— Start of Extracted information —

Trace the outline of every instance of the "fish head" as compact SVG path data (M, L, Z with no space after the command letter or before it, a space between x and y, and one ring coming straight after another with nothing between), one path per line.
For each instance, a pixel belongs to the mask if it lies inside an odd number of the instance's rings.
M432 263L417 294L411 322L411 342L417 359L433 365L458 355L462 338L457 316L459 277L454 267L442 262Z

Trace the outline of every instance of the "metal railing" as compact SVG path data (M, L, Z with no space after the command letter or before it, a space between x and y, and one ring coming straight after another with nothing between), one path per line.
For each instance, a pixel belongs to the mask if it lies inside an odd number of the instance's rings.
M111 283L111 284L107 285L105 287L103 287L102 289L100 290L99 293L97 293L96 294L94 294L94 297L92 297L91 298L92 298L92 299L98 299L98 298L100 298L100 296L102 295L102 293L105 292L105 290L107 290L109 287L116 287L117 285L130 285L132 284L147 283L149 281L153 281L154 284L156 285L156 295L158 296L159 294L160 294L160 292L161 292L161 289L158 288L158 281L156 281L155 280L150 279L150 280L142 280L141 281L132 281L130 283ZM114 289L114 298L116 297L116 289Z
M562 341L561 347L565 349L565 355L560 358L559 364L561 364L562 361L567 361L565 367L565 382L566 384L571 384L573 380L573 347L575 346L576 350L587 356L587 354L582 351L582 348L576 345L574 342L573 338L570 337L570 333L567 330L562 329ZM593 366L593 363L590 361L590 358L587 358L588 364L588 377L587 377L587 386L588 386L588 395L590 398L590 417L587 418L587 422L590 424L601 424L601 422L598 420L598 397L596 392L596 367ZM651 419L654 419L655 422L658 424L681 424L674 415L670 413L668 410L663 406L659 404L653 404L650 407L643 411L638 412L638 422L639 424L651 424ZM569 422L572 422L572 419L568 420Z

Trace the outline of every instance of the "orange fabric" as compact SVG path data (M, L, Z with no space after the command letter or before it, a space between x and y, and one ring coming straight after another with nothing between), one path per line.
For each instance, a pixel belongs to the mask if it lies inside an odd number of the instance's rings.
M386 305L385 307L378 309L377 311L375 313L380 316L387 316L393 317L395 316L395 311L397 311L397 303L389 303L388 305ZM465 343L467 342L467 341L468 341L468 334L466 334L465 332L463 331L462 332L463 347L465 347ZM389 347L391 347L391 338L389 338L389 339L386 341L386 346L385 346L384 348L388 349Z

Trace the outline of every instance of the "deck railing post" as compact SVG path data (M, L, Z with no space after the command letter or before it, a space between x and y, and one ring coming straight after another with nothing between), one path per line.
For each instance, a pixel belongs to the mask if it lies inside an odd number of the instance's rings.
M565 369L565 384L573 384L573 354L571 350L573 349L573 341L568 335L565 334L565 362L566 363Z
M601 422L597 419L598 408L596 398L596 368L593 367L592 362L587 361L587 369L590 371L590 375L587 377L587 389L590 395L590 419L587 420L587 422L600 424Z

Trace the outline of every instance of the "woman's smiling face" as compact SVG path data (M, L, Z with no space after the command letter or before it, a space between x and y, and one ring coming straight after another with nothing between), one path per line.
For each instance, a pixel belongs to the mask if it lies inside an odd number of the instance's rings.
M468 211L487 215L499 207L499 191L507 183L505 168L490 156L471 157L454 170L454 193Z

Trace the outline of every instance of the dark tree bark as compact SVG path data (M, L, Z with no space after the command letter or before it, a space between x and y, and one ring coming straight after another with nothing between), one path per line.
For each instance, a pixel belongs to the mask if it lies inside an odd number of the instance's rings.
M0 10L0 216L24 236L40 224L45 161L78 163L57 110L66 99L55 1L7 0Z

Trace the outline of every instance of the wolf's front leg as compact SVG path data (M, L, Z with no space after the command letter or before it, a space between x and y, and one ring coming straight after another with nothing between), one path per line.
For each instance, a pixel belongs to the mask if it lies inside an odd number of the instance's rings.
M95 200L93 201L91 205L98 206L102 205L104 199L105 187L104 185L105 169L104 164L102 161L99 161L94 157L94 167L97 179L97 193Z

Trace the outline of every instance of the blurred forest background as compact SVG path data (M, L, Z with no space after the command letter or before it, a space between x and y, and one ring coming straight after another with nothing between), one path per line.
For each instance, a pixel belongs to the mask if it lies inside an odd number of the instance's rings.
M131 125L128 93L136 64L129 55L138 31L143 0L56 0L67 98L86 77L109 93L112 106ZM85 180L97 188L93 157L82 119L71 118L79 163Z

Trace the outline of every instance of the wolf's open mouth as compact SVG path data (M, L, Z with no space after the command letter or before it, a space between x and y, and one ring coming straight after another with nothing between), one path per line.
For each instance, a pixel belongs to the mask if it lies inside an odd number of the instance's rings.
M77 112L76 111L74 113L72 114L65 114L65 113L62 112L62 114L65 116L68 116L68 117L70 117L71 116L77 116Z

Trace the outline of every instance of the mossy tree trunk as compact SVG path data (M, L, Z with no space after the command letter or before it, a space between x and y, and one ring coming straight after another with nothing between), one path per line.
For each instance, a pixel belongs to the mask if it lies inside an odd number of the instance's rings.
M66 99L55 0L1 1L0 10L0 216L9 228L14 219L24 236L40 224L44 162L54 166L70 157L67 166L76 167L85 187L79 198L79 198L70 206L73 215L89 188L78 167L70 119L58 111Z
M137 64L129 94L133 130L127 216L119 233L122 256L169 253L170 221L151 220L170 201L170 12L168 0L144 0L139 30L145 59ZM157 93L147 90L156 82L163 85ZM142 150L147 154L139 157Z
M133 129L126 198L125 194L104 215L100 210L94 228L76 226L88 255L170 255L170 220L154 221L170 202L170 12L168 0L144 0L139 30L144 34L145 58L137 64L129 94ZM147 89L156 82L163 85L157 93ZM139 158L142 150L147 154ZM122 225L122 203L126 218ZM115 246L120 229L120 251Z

— End of Extracted information —

• _Requirements_: Give the entries starting at the line containing "Trace the outline of every instance of the wolf's front" and ending at the line containing "M95 200L93 201L91" as a two-column CSV with the columns instruction and output. Use one row per entry, put each field in quotes, and replace line breaks with spaces.

• _Task answer_:
instruction,output
"Trace the outline of every instance of the wolf's front leg as compact SVG path data (M, L, Z with no space after the command letter or before it, a space between x and y, and one ring coming straight after another with nothing between), one path per line. For each instance, a pixel belongs to the mask if it lies inside an odd number of the instance's rings.","M95 200L93 201L91 205L98 206L102 205L104 199L105 187L104 185L105 169L104 164L102 161L99 161L94 157L94 167L97 179L97 193Z"